* Begin Material for this task *

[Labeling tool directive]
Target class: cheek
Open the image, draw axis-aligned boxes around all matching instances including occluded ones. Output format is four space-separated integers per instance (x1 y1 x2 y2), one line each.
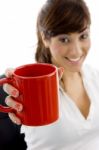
84 41 91 53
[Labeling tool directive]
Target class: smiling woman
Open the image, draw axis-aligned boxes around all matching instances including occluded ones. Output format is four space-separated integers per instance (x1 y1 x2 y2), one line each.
0 0 99 74
0 0 99 150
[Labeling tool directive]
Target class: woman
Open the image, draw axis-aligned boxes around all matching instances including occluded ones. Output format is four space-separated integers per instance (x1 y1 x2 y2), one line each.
4 0 99 150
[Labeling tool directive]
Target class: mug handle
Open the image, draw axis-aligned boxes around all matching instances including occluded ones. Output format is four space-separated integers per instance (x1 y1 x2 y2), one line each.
0 78 15 113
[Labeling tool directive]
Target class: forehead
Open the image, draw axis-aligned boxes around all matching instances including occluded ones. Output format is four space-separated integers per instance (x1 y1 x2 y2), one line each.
58 27 90 36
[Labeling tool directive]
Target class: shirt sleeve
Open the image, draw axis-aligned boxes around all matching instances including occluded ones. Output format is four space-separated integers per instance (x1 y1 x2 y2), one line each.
0 75 27 150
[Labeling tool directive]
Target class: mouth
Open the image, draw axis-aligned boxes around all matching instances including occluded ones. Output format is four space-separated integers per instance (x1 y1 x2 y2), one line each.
65 56 82 64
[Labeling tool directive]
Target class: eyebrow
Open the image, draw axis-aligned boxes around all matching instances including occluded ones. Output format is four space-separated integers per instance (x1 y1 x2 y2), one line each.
79 26 88 33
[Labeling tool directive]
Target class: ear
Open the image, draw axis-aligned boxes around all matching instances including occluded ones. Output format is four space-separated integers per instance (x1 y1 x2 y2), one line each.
41 32 50 48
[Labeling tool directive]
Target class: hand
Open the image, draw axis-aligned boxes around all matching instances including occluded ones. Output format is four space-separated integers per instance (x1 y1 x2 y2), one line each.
3 69 23 125
3 67 64 125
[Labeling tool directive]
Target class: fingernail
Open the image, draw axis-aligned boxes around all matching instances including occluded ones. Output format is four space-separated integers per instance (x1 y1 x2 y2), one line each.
11 90 19 97
61 67 64 72
15 104 22 111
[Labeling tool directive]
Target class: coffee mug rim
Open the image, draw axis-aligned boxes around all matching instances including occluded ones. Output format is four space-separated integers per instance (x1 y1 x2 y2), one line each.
13 63 57 79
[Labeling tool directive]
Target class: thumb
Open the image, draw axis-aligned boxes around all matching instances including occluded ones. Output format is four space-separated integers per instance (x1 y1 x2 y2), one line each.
58 67 64 80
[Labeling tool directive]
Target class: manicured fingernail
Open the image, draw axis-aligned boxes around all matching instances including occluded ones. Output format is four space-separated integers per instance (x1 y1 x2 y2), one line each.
11 90 18 97
15 104 22 111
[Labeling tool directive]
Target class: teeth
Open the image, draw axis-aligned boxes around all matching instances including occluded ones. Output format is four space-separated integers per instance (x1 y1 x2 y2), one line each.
67 57 80 62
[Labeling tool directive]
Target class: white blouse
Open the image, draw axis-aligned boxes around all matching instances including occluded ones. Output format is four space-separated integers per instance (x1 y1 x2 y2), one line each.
21 66 99 150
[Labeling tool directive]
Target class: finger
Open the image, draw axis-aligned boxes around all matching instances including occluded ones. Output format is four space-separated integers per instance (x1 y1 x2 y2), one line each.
8 113 21 125
5 68 14 78
3 83 19 97
58 67 64 80
5 96 23 112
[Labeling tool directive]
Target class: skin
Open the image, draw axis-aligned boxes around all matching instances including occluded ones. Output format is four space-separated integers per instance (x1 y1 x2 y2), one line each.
4 27 91 124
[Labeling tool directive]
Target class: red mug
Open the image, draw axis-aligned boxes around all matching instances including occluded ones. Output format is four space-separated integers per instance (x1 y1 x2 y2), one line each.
0 63 59 126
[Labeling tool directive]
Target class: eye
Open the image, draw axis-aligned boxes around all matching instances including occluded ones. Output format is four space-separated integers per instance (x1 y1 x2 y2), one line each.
59 37 69 43
80 33 89 40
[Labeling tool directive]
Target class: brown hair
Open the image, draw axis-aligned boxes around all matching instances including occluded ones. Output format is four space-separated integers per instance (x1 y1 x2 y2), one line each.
35 0 91 63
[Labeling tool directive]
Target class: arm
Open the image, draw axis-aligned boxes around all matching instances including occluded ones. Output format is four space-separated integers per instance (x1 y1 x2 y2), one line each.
0 75 26 150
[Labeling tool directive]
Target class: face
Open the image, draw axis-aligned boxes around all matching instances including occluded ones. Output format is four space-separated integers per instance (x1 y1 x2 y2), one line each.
44 28 90 72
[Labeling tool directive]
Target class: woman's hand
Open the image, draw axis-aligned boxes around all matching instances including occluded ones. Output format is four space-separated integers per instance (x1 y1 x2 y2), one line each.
3 67 64 125
3 69 23 125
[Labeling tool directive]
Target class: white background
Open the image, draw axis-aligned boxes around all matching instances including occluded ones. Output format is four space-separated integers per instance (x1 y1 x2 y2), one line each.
0 0 99 74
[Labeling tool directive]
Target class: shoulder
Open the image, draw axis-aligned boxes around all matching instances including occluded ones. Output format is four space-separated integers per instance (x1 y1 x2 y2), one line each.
82 64 99 78
82 64 99 83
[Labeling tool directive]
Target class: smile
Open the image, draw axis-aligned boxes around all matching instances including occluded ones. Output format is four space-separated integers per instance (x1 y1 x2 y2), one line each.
65 56 82 64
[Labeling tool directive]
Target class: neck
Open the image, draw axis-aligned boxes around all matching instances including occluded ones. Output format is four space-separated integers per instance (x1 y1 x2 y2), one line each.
61 71 82 91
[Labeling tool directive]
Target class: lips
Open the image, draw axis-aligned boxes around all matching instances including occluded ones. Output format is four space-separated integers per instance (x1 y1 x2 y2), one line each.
65 57 81 62
65 56 82 64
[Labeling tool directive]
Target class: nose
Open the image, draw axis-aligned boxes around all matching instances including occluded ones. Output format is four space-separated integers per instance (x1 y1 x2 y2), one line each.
69 41 83 58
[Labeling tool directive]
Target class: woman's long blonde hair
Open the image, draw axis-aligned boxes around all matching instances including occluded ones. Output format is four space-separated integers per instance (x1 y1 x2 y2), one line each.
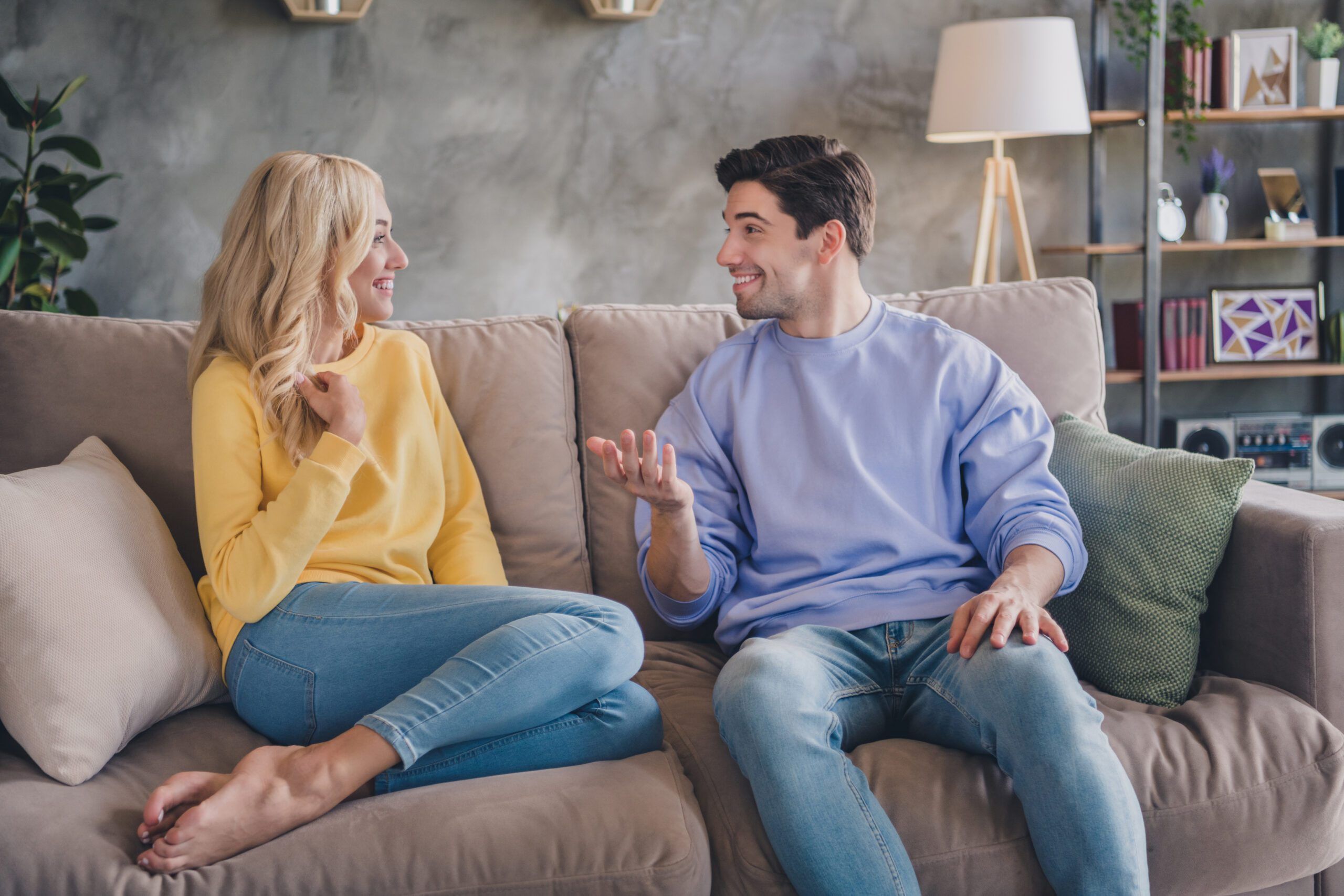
187 151 383 466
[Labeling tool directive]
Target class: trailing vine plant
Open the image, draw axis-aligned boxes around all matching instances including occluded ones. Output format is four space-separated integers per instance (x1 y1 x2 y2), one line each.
1114 0 1210 163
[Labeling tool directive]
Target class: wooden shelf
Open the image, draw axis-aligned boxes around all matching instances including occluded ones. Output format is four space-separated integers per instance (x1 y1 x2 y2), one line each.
281 0 372 24
1106 361 1344 383
1090 106 1344 128
583 0 663 22
1040 236 1344 255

* End Material for this task *

Brief | Reproduce all of the rows above, substituting "rectangular" for every occurrence of "axis-aligned" and leaving everything else unchanged. Omit the pictures from your answer.

Output for this task |
[Labeling tool directive]
Target class: cheek
Open the image, draw rectangular boxes around all matching instances including occluded ones. Output format is four space-separated integers per instance (x1 y1 x2 y2), one line each.
84 41 91 53
[Labeling tool directive]
Target class: smiling woman
Open the image, draw rectangular boxes around all matching instances including occluded ones. Output format is four space-separated integers per instance (x1 y1 x2 y2), one line each.
0 0 99 74
0 0 99 150
[Labeling tool directive]
Target class: woman
Open the image, draw rectangular boxes around all matching instances including occluded ones. Output format is four space-separated integers per instance (x1 y1 x2 y2), one line each.
4 0 99 150
[Labeling tool directive]
Target class: mug handle
Open the image, draw rectangular boxes around all matching instances including occluded ones. Output format is four space-separated integers per instance (x1 y1 x2 y2), one line each.
0 78 15 113
[Labeling tool directive]
Target class: forehead
Open the image, draw rectangular boxes around all matching instances including occluded ones. Output format is four space-separated integers per instance (x1 y1 x2 y2), one line each.
58 27 90 36
[Labeling tool directive]
Target class: shirt sleeve
Open the image, draw rectangular boxes around all matching instances including occluded ones. Output format is four space-separated integers per instance (x1 y1 x2 y2), one line each.
0 75 27 150
[Labeling tool directive]
Target class: mouth
Open the image, draw rectangular boxes around all matching instances including occluded ones. Output format is four space-separated integers per instance (x1 y1 x2 y2), one line each.
65 56 82 64
[Labeling tool directive]
Target class: eyebrow
Open the image, draw rectangular boxes around all matching instances including occluded ones. Output format is four space-separated integers per instance (x1 y1 x2 y2), one line each.
79 26 88 33
[Labeling tool directive]
Target class: ear
Open the image, draw rectangular boxes around all matching instances including occluded ones. Output format is four space-separated integers per instance (x1 y1 x2 y2), one line each.
41 32 50 48
[Labeling tool directive]
Target class: hand
Open the image, draw rectangular boxes around all matching instances including occluded ones. Output format is four space-separated integers per instance (x1 y1 x2 y2), one line each.
3 69 23 125
3 67 64 125
[Labeling tool directive]
Target class: fingernail
Open the image, draw rectangular boxes around all matching instances including occluded ones. Output format is four space-separated integers per instance (x1 y1 x2 y2), one line each.
11 90 19 97
61 67 64 72
15 104 22 111
[Labeling tool directive]
Target class: coffee mug rim
Open the image, draw rectangular boxes around all matching instances including occluded ones. Output format is four space-separated integers per instance (x1 y1 x2 y2), one line each.
13 63 57 79
[Labeling tool directive]
Target class: thumb
Open the image, draw rectangular boxes around all matching instances including occluded ones. Output format is four space-separated integers per instance (x1 y1 x2 y2), one line each.
58 67 64 80
[Labeling tool directive]
Target class: manicured fingernail
Open the image, draw rectangular boxes around all matching instances including occluded ones. Output format is four space-separated integers per instance (x1 y1 x2 y2), one line each.
11 90 18 97
15 104 22 111
[Labeling tool directive]
Target class: teeth
Open the image, draw rectangular boxes around all matching instances including occluded ones. Output format is four space-separated integers per instance (x1 y1 x2 y2), one line each.
67 57 80 62
[Labeling tool directive]
Target class: white blouse
Open the image, draw rectangular boxes around all matching instances including occluded ones. Output format is four space-separated integers per instance (x1 y1 x2 y2), one line each.
21 66 99 150
[Labeling tool directive]
Target class: finger
Open the image, draw rectangular boxes around all matching instances including occluded ones. Output format is four space-separated integers per instance (x1 y1 x2 y2), one line each.
8 113 21 125
5 68 14 78
3 83 19 97
58 67 64 80
5 96 23 112
[Labeling tool directive]
Target class: skin
Open the image, draw rectangular boxes around all matching instances including occluded ones. Output format is four space-separated integers per instance (x1 y1 x2 y2), one line each.
4 27 91 124
[Labeling tool directive]
Target class: red mug
Open the image, draw rectangular boxes around all matching instances including occluded ones. Output format is four space-separated integers per instance (x1 y1 x2 y2), one line each.
0 63 59 126
[Labeling tool directive]
Target class: eye
Open the image, draw rectangular boxes around all matching instances including occluded ones. Output format is four space-separated integers per instance (x1 y1 x2 y2), one line each.
59 37 69 43
80 33 89 40
[Labeling tool directive]
Target class: brown hair
Open the image, draw rectangular boxes around all matching instances including occluded ones. Output format is four space-separated integers per instance (x1 y1 x2 y2), one line each.
35 0 91 63
[Labeling tool directive]
Target class: arm
Open the image, draw rectangular boxes around all matching instances including occluded ones. Output format is four space-separated integers per instance (x1 y1 x2 y2), one line each.
0 75 26 150
[Labeling tool directive]
Target class: face
Open the image, draw rectangular boxes around all matching instances including occluded ones. Output format is four space-separated integers per instance (x1 y1 x2 y2), one line each.
44 28 90 72
[Labeling tool directive]
Target class: woman's hand
Open the image, draw rectangular boxes around all matching instances including occluded ones. Output format is four space-separated integers per instance (x1 y1 x2 y2), one line each.
3 67 64 125
3 69 23 125
[Labeling tool directive]
Target class: white background
Open the image, draw rectangular boxes around all matching instances including occluded ones. Output format is four space-separated integers per instance (x1 y1 x2 y2), one line each.
0 0 99 74
[Labeling tool directive]
Target class: shoulder
Open the image, draw rectangular boxes around all matching instances including occluded ones. Output format is four space-separated integers per instance (x1 y1 x2 y2), one line each.
82 64 99 78
82 64 99 83
[Labeling tool directive]
Target class: smile
Open the image, draw rectangular boxes around all matching instances including occluded ones. Output format is four space-separated integers per instance (x1 y1 x2 y2), one line each.
65 56 82 64
[Labeling tool directive]
Target class: neck
Open the image, draw rectangular boxes around all matching instances including occluded ones. Output format is four space-separated integers per instance (x1 y1 x2 y2), one line each.
61 71 82 91
[Labeling tool directive]
Target class: lips
Open the image, draw rectangular boxes around all matching instances including occluded ones. Output format is four space-separated integers per instance (x1 y1 x2 y2), one line each.
65 57 81 62
65 56 82 64
[Labeling tool directive]
Target class: nose
Open the image, draw rectangular boxes around all matching instances including occluded ones. Output format is four space-separated integers per instance (x1 y1 x2 y2), one line each.
69 41 83 58
[Labeling tool directive]
Target class: woman's long blonde hair
Open the image, draw rectangular boxes around all matching instances including occluded ones. Output format is four space-separated integers per instance (x1 y1 x2 y2), one line each.
187 151 383 466
[Labeling tool directive]
Target class: trailing vine plant
Open the image, draw rectangular boxes around all matching instances including occluded ones. Output format is four space-separated integers per instance (x1 y1 x2 y2), one line each.
1114 0 1210 163
[Labeling tool directive]
Target class: wooden shelf
Open the image, draw rectangular boxes around all matching instances including occluded ones. Output format is four space-separated integers per instance (x1 y1 x2 y2), one line each.
281 0 372 24
1106 361 1344 383
1090 106 1344 128
583 0 663 22
1040 236 1344 255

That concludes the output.